◆ Do this ◆
In the subwoofer thread, replace "SDX15" with "subwoofer" and give the passage starting with "Teasing aside, in" and going on through "up too high.".

◆ Source ◆
● ● ● ● ● ● ●
If I did a ported sono, would the o audio plate amp still be ok to use ( would I still need the subsonic filter and eq)? Pro amps seem to be alot more expensive here in Canada compared to the States. I don't want to drown out the rest of my system with the sub. What would be a recommended amp? This is my first diy sub and there is alot to take in. I am trying not to screw this up.


----------



## Mike P.

What size is your living room?


----------



## Binary

youre better off avoiding pro amps, unless you've got a giant space to work with. My QSC amp is noisy, and i drive it hard once in a while, so a fan mod isnt an option to me. Granted, Pro amps can be purchased cheap! theyre always for sale by some failed DJ or readily available from sites that will ship internationally. I mean, i paid $350 for my RMX2450 - used of course, but it also came with 100ft of 14 gauge speaker wire with bananas. 

The scary part is that for 99% of use, you'll use less than 50w. Unless you crave bass.

And there is no need for a HPF if you tune 15 or under, if you tune 15 or above, there will be a need for one around the 13-15hz range.

My box is almost 16 cubes internal minus bracing of course, and its tuned for 15 hz. i have no need for a high-pass, but like i said, i have come close to bottoming it out. and im sure i could if that was my goal. but anyone who can hear their sub struggle, won't need a HPF.


----------



## Mike P.

> but anyone who can hear their sub struggle,


 needs another sub! :bigsmile:


----------



## Mike P.

RodK said:


> If I go sealed , it will be a 4 cu ft horizontal sono. Ported would be a vertical sono.


Have you decided what you are going to do?


----------



## Binary

lol @ mike p.

My sentiments exactly, but its not always an option, and some people (even with more than 1 sub) still push their equipment to its limits. If you know what an unhappy subwoofer sounds like, you can avoid subwoofer death.

This is a sweet sealed sub, but ALL of the magic comes from LLT (10+ cubes with a 15hz or lower tuning). I speak from experience.


----------



## RodK

Mike P. said:


> What size is your living room?


It is 16 feet wide, but open on 1 side and the back all the way to the kitchen. Here is a pic of the room to give you an idea.

For reference, that is a 50" plasma and my screen is 110" diag.


----------



## Binary

with a room of that size, you're gonna wanna go ported, just for the extra output. you've got tall ceilings, and a fairly deep room. I can't help but suggest two subwoofers, based on how that room is shaped. but its not always an option. Sometimes that "open concept" can cause a lot of audio issues. lol.


----------



## RodK

ya, 2 is definitely not an option at this time. The ceiling is 12' high. I figured once people saw the room they would suggest ported, but I do like the sound of a good sealed sub.


----------



## Binary

You might actually want a horn. 

Teasing aside, in all reality, this is a semi-tough room to get "great" bass response in, but the SDX15 is no slouch. I have a feeling that you're not expecting 110DB through the spectrum, and as long as you know that a single driver will be limited in that space, you will just have to understand that if it starts to sound bad, you've got it up too high.

You can get 110, but it will push your sub to the limits, and thats when things go wrong.
● ● ● ● ● ● ●
◆ Records shown ◆
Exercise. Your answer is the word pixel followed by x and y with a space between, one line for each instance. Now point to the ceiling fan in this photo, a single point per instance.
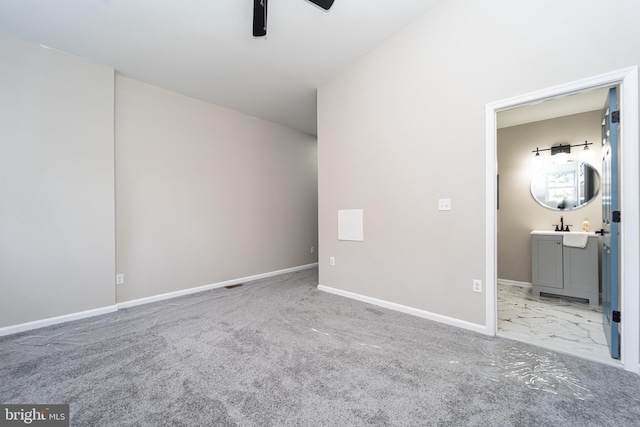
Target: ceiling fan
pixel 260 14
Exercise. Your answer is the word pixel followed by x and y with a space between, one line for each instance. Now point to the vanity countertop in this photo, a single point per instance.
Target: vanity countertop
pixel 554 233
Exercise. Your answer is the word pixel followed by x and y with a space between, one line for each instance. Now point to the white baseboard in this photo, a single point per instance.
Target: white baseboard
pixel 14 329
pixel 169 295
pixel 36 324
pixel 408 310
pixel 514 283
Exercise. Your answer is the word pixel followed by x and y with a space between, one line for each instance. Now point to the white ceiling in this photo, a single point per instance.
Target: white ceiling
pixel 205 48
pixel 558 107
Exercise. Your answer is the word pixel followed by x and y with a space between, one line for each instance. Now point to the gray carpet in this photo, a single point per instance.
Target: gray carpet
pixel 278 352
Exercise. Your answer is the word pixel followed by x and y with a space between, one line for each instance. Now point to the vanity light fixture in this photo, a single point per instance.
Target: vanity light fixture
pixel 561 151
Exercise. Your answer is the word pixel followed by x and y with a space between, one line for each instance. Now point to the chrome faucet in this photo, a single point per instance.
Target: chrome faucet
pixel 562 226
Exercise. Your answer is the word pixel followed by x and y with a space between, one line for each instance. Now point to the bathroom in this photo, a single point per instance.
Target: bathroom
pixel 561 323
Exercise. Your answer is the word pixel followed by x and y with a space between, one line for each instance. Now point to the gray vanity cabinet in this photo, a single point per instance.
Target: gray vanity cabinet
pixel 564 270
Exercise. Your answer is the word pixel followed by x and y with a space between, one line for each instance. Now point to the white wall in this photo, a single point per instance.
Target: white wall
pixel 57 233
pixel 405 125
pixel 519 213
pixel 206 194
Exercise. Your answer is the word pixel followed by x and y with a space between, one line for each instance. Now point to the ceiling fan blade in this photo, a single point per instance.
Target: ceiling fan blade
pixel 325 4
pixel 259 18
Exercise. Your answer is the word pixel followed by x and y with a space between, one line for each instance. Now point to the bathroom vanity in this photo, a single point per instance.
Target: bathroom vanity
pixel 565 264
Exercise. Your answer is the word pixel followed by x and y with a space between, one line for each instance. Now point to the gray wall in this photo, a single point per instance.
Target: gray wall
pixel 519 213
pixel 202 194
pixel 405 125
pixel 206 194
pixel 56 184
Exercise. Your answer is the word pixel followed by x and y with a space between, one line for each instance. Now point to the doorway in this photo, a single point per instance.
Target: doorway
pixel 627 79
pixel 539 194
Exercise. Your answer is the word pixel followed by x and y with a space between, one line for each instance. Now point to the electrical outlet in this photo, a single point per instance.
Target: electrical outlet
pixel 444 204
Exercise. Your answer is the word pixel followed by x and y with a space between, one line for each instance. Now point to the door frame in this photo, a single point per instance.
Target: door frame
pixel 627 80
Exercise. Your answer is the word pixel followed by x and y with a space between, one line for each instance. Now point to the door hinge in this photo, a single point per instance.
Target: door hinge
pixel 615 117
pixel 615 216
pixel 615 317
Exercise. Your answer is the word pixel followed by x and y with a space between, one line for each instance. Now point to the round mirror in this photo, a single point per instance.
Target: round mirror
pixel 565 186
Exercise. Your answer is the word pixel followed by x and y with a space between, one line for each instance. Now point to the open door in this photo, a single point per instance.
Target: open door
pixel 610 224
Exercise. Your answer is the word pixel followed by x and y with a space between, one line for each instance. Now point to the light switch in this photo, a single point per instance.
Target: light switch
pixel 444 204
● ● ● ● ● ● ●
◆ Task output ◆
Teasing aside, in all reality, this is a semi-tough room to get "great" bass response in, but the subwoofer is no slouch. I have a feeling that you're not expecting 110DB through the spectrum, and as long as you know that a single driver will be limited in that space, you will just have to understand that if it starts to sound bad, you've got it up too high.